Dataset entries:
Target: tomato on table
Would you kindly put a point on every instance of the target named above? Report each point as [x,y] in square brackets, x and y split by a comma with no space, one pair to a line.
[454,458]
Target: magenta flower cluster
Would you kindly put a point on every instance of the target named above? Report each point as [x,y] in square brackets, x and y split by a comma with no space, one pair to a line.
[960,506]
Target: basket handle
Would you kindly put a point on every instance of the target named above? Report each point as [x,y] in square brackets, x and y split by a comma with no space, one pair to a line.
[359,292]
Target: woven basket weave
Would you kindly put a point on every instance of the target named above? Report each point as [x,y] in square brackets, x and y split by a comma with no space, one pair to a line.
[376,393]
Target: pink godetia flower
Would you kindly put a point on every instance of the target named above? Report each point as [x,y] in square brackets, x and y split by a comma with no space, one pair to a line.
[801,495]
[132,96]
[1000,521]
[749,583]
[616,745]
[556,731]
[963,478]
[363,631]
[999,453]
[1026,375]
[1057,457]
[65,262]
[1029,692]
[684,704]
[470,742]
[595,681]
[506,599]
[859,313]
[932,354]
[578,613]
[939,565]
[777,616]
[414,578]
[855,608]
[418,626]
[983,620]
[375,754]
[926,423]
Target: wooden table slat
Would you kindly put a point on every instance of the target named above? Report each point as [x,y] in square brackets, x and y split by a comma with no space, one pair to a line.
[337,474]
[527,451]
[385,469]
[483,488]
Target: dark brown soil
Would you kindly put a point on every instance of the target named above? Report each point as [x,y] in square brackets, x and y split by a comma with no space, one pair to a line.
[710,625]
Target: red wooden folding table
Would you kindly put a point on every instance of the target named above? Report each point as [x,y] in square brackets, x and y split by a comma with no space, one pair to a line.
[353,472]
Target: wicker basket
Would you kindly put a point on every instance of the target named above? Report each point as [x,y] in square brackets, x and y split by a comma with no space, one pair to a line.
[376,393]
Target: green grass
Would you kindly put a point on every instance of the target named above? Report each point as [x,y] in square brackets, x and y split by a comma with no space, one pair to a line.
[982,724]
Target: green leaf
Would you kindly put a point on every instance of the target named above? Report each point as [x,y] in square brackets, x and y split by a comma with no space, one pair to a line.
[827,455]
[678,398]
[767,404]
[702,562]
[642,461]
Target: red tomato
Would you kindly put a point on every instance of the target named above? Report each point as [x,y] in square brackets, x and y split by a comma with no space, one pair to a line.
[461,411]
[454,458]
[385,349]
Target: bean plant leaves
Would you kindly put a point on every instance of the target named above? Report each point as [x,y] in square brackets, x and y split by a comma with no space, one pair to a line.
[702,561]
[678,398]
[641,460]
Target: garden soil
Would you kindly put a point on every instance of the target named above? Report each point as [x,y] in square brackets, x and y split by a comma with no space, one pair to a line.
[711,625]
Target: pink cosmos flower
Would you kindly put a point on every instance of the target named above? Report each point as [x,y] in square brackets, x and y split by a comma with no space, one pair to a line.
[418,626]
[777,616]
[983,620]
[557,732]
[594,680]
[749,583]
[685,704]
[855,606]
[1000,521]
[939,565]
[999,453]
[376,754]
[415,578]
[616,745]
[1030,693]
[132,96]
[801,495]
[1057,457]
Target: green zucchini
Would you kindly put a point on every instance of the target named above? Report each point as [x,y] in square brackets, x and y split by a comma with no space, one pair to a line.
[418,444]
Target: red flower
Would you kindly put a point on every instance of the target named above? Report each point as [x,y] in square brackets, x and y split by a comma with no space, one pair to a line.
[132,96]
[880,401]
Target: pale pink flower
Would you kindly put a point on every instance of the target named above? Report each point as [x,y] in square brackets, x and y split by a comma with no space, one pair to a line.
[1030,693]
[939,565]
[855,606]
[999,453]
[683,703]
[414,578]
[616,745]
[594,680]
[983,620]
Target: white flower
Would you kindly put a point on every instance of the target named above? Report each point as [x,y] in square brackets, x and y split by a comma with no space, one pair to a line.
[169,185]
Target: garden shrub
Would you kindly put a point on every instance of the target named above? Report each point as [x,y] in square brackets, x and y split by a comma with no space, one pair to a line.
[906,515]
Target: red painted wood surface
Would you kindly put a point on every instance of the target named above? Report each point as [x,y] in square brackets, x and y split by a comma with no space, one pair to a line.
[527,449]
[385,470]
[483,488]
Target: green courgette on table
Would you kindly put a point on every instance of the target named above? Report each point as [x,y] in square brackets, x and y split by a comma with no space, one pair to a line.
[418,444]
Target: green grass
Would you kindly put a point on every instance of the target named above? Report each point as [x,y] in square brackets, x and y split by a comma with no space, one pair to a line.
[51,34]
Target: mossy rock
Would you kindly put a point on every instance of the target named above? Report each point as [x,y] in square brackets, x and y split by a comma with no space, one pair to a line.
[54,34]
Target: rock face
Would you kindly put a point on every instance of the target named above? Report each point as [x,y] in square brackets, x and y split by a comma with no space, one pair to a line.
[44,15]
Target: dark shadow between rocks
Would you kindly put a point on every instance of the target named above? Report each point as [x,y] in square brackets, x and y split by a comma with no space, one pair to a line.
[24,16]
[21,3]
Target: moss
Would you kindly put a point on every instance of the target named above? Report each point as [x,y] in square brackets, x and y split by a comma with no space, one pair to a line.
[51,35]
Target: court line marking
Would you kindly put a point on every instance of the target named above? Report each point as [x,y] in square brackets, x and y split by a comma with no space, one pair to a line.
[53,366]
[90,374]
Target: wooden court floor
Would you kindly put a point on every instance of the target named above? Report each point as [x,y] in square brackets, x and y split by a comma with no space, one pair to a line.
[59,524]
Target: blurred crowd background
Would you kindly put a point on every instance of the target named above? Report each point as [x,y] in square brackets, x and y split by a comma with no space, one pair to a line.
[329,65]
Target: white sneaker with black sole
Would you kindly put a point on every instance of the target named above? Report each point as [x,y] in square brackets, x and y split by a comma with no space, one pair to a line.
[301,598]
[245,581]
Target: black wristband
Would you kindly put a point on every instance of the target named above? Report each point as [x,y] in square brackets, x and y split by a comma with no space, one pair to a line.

### Problem to solve
An exact copy of the lines from the one holding "Target: blurred crowd background" through the end of the data is the whole answer.

### Response area
Target: blurred crowd background
Would you kindly put a point on every instance of the target named above? Report each point as [x,y] in square brackets, x and y split by a comma with no space, one pair to a line.
[329,65]
Target: white sneaker with black sole
Would you kindly put a point on every instance of the target named above? Report each point as [x,y] in square brackets, x and y split by a comma with no space, one pair to a line.
[301,598]
[245,581]
Target: black wristband
Would you kindly put a point on every instance of the target named above? Report each point as [x,y] in square brackets, x and y split by a comma with no space, one pair to a line.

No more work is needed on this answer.